▸ **PROMPT**
Check each line of the entries below for the word "brown", and copy out the ones that have it.

Excerpts from a dataset:
# # # # # # #

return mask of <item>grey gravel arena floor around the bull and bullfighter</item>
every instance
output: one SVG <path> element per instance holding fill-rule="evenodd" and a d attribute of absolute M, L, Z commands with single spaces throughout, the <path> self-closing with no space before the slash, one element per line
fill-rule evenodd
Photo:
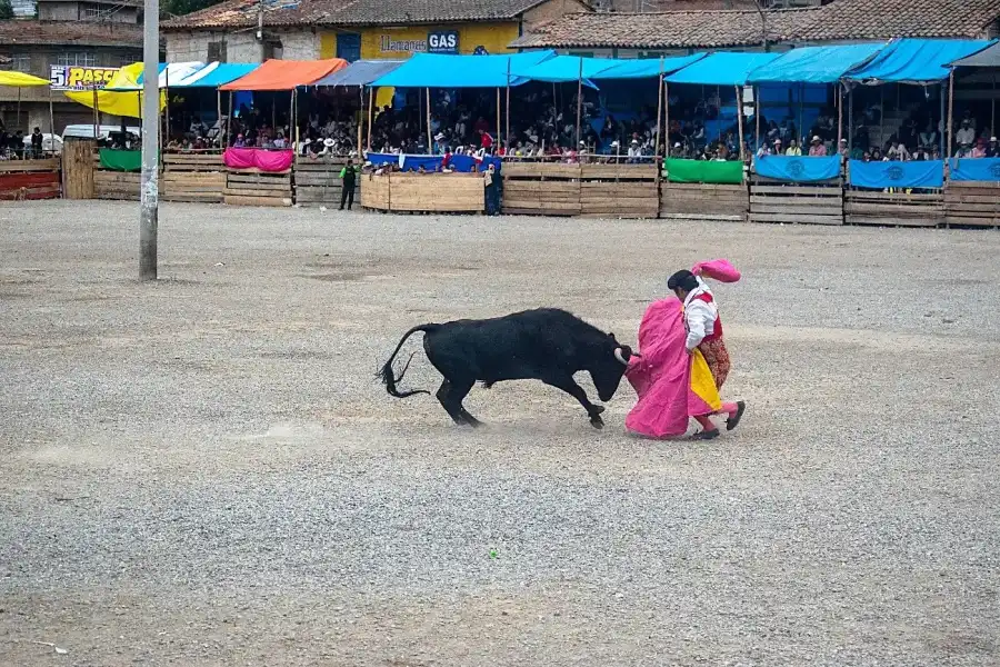
<path fill-rule="evenodd" d="M 0 664 L 1000 664 L 1000 233 L 164 205 L 139 283 L 137 228 L 0 208 Z M 716 441 L 374 378 L 538 306 L 633 342 L 720 256 Z"/>

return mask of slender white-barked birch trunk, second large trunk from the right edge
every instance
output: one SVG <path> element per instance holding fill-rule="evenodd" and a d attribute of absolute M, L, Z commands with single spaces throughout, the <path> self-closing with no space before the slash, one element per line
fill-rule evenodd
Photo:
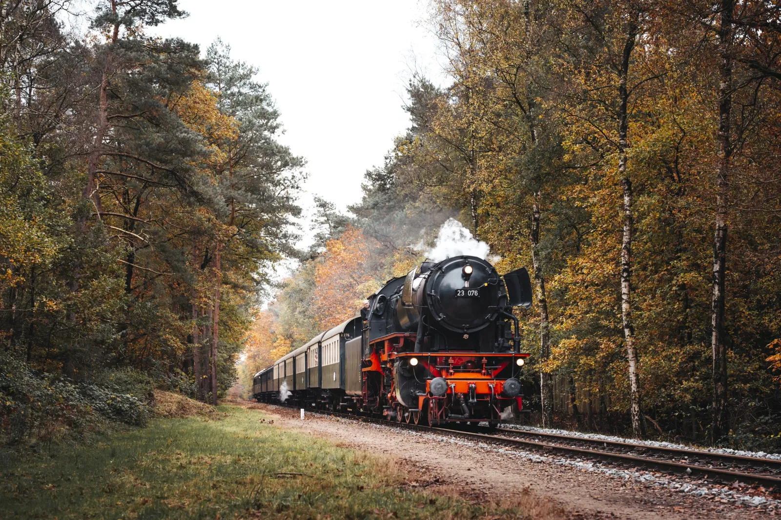
<path fill-rule="evenodd" d="M 629 133 L 629 91 L 626 86 L 629 75 L 629 60 L 637 38 L 637 24 L 630 23 L 627 30 L 621 68 L 619 69 L 619 178 L 624 196 L 624 230 L 621 244 L 621 322 L 626 344 L 626 358 L 629 362 L 629 401 L 632 417 L 632 431 L 642 439 L 645 436 L 645 422 L 640 408 L 640 376 L 638 375 L 637 349 L 634 344 L 632 323 L 632 181 L 626 176 L 626 148 Z"/>

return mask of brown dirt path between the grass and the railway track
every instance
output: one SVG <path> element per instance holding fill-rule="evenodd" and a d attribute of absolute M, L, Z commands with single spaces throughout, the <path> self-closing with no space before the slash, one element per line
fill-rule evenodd
<path fill-rule="evenodd" d="M 480 450 L 464 445 L 458 438 L 446 440 L 392 426 L 314 414 L 307 414 L 305 421 L 301 421 L 298 411 L 266 404 L 252 404 L 249 408 L 259 408 L 273 415 L 274 421 L 286 428 L 327 436 L 356 449 L 401 458 L 405 464 L 427 476 L 423 485 L 459 486 L 465 496 L 477 500 L 528 489 L 537 500 L 554 500 L 567 511 L 566 517 L 573 519 L 778 518 L 775 511 L 722 504 L 708 497 L 692 497 L 585 470 L 535 463 L 492 448 Z"/>

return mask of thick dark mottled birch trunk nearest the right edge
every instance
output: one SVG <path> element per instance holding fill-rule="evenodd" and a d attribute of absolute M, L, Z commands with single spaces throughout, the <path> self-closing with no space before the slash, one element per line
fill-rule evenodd
<path fill-rule="evenodd" d="M 732 112 L 733 63 L 730 41 L 733 34 L 733 0 L 722 1 L 719 23 L 719 148 L 716 162 L 716 215 L 713 234 L 713 279 L 711 295 L 711 351 L 713 355 L 713 404 L 711 440 L 726 431 L 727 347 L 724 330 L 727 208 L 729 204 L 729 119 Z"/>

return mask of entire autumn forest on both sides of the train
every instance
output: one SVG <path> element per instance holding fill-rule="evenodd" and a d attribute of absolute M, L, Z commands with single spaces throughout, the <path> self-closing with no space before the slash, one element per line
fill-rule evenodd
<path fill-rule="evenodd" d="M 462 223 L 533 275 L 531 420 L 781 448 L 778 5 L 432 0 L 449 83 L 311 227 L 262 71 L 153 35 L 176 0 L 0 5 L 0 443 L 246 397 Z"/>

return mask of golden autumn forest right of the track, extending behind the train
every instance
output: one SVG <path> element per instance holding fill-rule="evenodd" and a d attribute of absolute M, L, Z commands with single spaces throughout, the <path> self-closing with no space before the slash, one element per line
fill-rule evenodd
<path fill-rule="evenodd" d="M 781 8 L 431 4 L 451 84 L 259 314 L 251 373 L 355 314 L 455 218 L 533 273 L 533 422 L 779 448 Z M 683 30 L 682 30 L 683 28 Z M 324 312 L 327 308 L 331 312 Z"/>

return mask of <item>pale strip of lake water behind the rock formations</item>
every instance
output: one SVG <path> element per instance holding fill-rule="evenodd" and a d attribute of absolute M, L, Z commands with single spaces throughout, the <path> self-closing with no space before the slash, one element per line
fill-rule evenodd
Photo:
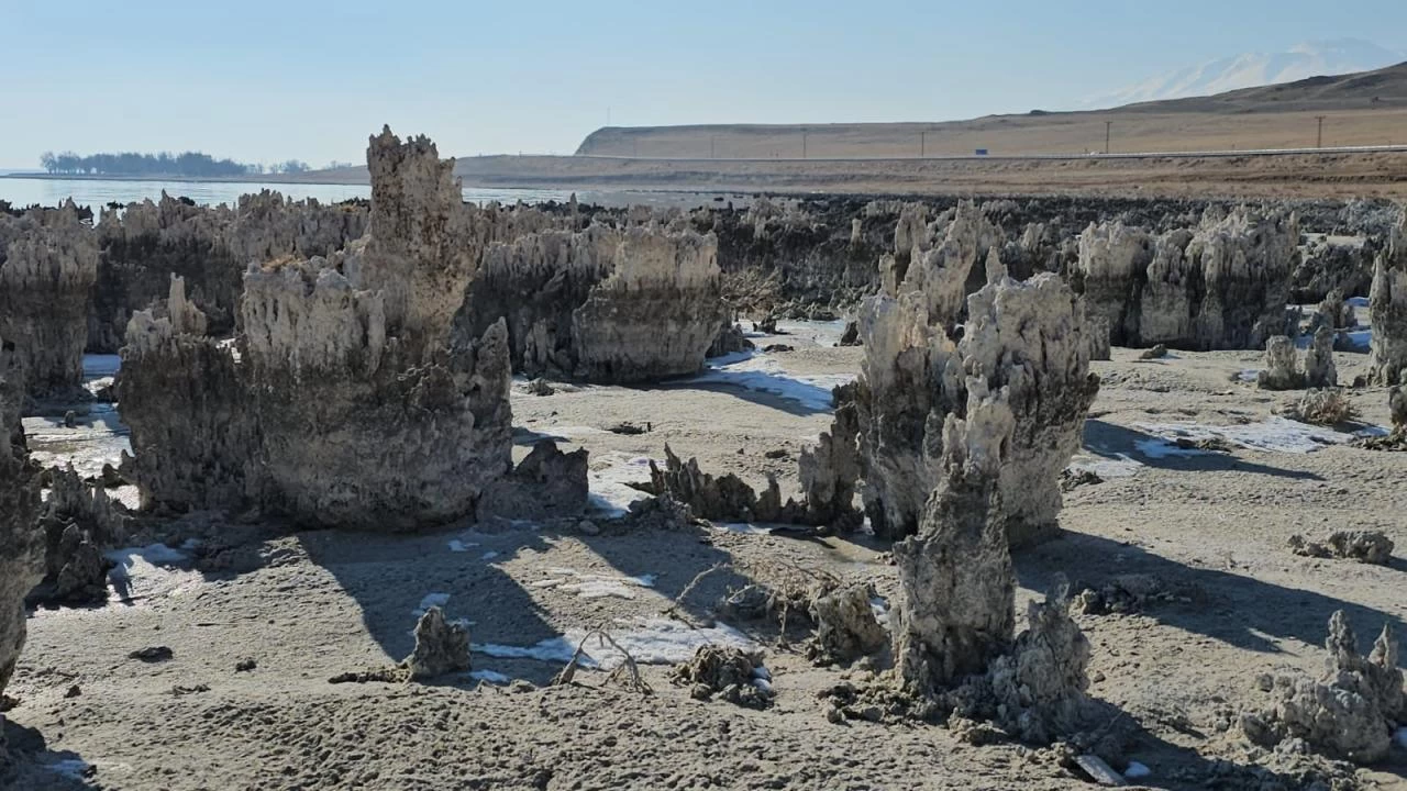
<path fill-rule="evenodd" d="M 13 205 L 56 205 L 72 197 L 79 205 L 97 211 L 108 203 L 135 203 L 144 198 L 160 200 L 162 190 L 172 197 L 189 197 L 198 204 L 235 205 L 239 196 L 259 190 L 277 190 L 284 197 L 303 200 L 315 197 L 322 203 L 336 203 L 348 198 L 371 197 L 370 184 L 281 184 L 267 182 L 129 182 L 107 179 L 24 179 L 0 177 L 0 200 Z M 473 203 L 499 201 L 505 204 L 542 203 L 545 200 L 566 201 L 574 190 L 512 189 L 512 187 L 464 187 L 464 200 Z M 599 191 L 575 190 L 577 200 L 598 205 L 719 205 L 723 200 L 746 205 L 750 198 L 741 194 L 674 193 L 674 191 Z"/>

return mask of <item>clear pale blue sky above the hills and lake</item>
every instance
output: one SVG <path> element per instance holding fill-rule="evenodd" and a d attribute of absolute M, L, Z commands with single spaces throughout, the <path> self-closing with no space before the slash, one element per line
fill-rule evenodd
<path fill-rule="evenodd" d="M 0 166 L 45 151 L 571 153 L 606 125 L 944 121 L 1362 38 L 1403 0 L 0 0 Z"/>

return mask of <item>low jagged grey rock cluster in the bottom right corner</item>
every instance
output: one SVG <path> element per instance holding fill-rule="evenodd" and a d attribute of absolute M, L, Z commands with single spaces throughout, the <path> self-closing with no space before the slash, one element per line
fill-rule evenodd
<path fill-rule="evenodd" d="M 1399 646 L 1384 625 L 1368 656 L 1344 611 L 1328 622 L 1325 670 L 1318 678 L 1262 676 L 1258 685 L 1272 702 L 1241 718 L 1245 735 L 1258 745 L 1303 739 L 1330 757 L 1355 763 L 1382 760 L 1392 747 L 1392 728 L 1407 716 Z"/>

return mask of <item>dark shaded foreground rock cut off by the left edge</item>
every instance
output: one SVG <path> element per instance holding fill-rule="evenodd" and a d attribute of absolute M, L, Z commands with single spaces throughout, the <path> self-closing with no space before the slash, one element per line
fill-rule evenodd
<path fill-rule="evenodd" d="M 24 647 L 24 597 L 44 577 L 39 469 L 24 443 L 23 396 L 18 363 L 0 341 L 0 694 Z M 0 774 L 6 764 L 3 725 L 0 715 Z"/>

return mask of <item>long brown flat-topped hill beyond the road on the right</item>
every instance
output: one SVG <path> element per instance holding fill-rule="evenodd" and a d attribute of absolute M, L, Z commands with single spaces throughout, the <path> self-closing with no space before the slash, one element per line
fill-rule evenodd
<path fill-rule="evenodd" d="M 1078 155 L 1407 144 L 1407 63 L 1309 77 L 1209 97 L 1113 110 L 1031 111 L 968 121 L 893 124 L 715 124 L 606 127 L 578 155 L 678 159 Z"/>

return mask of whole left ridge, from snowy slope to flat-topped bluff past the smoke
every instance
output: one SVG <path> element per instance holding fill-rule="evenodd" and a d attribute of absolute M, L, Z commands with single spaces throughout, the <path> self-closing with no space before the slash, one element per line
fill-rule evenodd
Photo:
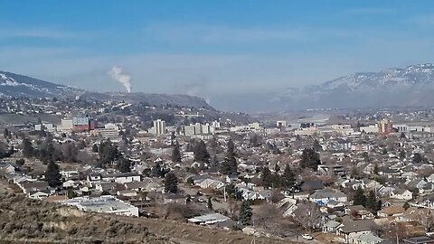
<path fill-rule="evenodd" d="M 28 76 L 0 71 L 0 97 L 60 98 L 81 96 L 87 99 L 145 102 L 149 105 L 172 104 L 192 108 L 213 109 L 204 99 L 188 95 L 135 93 L 98 93 L 54 84 Z"/>

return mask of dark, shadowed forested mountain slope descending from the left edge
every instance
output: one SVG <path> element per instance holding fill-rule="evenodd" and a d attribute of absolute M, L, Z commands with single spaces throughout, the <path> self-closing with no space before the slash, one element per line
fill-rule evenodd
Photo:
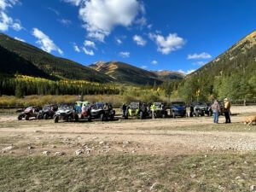
<path fill-rule="evenodd" d="M 102 83 L 113 81 L 108 75 L 96 72 L 90 67 L 84 67 L 77 62 L 50 55 L 31 44 L 20 42 L 4 34 L 0 34 L 0 46 L 3 48 L 0 51 L 5 53 L 8 51 L 9 55 L 15 53 L 8 59 L 9 62 L 12 61 L 13 65 L 1 64 L 0 72 L 24 73 L 20 66 L 25 61 L 34 65 L 33 69 L 30 65 L 31 73 L 34 72 L 33 76 L 41 76 L 40 73 L 44 73 L 51 76 L 52 79 L 83 79 Z M 6 55 L 6 58 L 8 58 L 8 55 Z M 20 58 L 22 58 L 22 61 Z"/>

# # # # # # #

▸ **RESPONSE TO THE TASK**
return mask of brown dirt path between the grass and the railway track
return mask of <item>long brown flat-topped hill beyond the road on the right</item>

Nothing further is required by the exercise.